[Start Source]

=======================
GEMM C++ Implementation                                                 [TOC:2]
=======================

All things required for the implementation of the matrix-matrix product are
contained in `gemm.h`.  Note, that is also contains some stuff that is
already in BLAZE available.  So these things can be removed and replaced by
calling adequate BLAZE functions.

Small Demo
==========
In this simple demo you have to call the GEMM function directly:

- An expression like $C \leftarrow \beta C + \alpha A B$ gets evaluated by
  calling

  ---- CODE (type=cc) ----------------------------------------------------------
  foo::gemm(alpha, A, B, beta, C);
  ------------------------------------------------------------------------------

- An expression like $C \leftarrow \beta C + \alpha (A^T+A) (2 \cdot B)$ gets
  evaluated by calling

  ---- CODE (type=cc) ----------------------------------------------------------
  foo::gemm(alpha, blaze::trans(A)+A, 2*B, beta, C);
  ------------------------------------------------------------------------------

  Note that this does not create temporary matrices for $A^T+A$ or $2 \cdot B$.
  Any expression for $A$ and $B$ that allows element-wise access can be used.
  If the cost of evaluating an element of an expression is $\mathcal{O}(1)$
  (i.e. constant) the impact on performance should not be measurable.

Also note, that *matrices can have different element types*.  The performance
depends on the common type of $\alpha$, $A$ and $B$.


Source Code: `test_gemm.cc`
---------------------------
:import: session1/test_gemm.cc


---- SHELL (path=session1,hostname=heim) ---------------------------------------
g++-5.3 -O3 -DNDEBUG -std=c++11 -I /home/numerik/lehn/work/blaze-2.5/        +++
        -I /opt/intel/compilers_and_libraries/linux/mkl/include              +++
        test_gemm.cc
./a.out
--------------------------------------------------------------------------------

Source Code for GEMM
====================
Most of the algorithm is implemented in pure C++.  Only the so called frame
algorithm was adapted to BLAZE.  The rest is coded in a C-style.  One reason
for this is, that in my lecture we start from scratch with a pure C
implementation.  Step by step we C++-fy it.

[End Source]

● Task:
Extend the notes on the C++ GEMM implementation beyond their last sentence.

[Start Information supplied]

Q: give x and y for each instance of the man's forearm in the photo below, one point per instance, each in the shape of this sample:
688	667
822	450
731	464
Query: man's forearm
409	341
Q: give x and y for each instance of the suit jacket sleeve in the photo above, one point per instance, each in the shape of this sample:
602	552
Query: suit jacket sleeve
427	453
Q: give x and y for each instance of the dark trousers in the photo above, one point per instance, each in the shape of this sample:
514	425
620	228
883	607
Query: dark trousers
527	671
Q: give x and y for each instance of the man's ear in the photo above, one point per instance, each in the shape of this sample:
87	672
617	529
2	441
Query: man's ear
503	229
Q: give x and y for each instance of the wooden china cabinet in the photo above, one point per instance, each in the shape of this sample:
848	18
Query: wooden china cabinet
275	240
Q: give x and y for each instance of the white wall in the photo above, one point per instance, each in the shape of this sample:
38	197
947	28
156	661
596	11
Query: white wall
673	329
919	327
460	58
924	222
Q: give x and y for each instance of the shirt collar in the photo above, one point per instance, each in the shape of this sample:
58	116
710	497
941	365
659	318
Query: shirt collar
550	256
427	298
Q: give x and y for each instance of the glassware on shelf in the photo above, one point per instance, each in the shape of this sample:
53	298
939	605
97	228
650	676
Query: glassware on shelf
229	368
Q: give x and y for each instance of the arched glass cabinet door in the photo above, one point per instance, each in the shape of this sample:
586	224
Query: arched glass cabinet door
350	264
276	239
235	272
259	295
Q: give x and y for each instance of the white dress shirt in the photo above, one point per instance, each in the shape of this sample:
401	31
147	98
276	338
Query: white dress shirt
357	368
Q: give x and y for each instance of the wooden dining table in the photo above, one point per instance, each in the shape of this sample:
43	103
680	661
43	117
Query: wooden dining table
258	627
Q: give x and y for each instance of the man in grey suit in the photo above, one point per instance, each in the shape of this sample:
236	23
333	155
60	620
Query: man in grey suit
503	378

[End Information supplied]

● Result for this exercise:
Performance depends on the so called _micro-kernels_.  In the following we have
hand coded micro-kernels for AVX and FMA.  Another micro-kernel uses the GCC
vector extensions.  Again, these kernels are rather simple and I justed included
versions for double precision.  More advanced kernels can be taken from BLIS.

The micro-kernel can be selected by:

- Compile with `-DHAVE_AVX` for the AVX-Kernel
- Compile with `-DHAVE_FMA` for the FMA-Kernel
- Compile with `-DHAVE_GCCVEC` for the Kernel using GCC vector extensions.
- Compile with `-DHAVE_BLISAVX` for the FMA-Kernel

Otherwise a reference implementation of the 


Frame Algorithm, Macro-Kernel and Reference-Micro-Kernel
--------------------------------------------------------
:import: session1/gemm.h

AVX Micro-Kernel (fairly optimized)
-----------------------------------
:import: session1/avx.h

FMA Micro-Kernel (very simple)
------------------------------
:import: session1/fma.h

Micro-Kernel with GCC Extensions (very simple)
----------------------------------------------
:import: session1/fma.h

Micro-Kernel from BLIS (slightly adapted)
-----------------------------------------
:import: session1/blisavx.h


Source Code of Benchmark Program
================================
:import: session1/bench_gemm.cc


Benchmarks
==========
Performance is compared with BLAZE linked against the Intel MKL.  For comparing
it with other BLAS implementations simply link against another BLAS implementation
like ATLAS, OpenBLAS, ...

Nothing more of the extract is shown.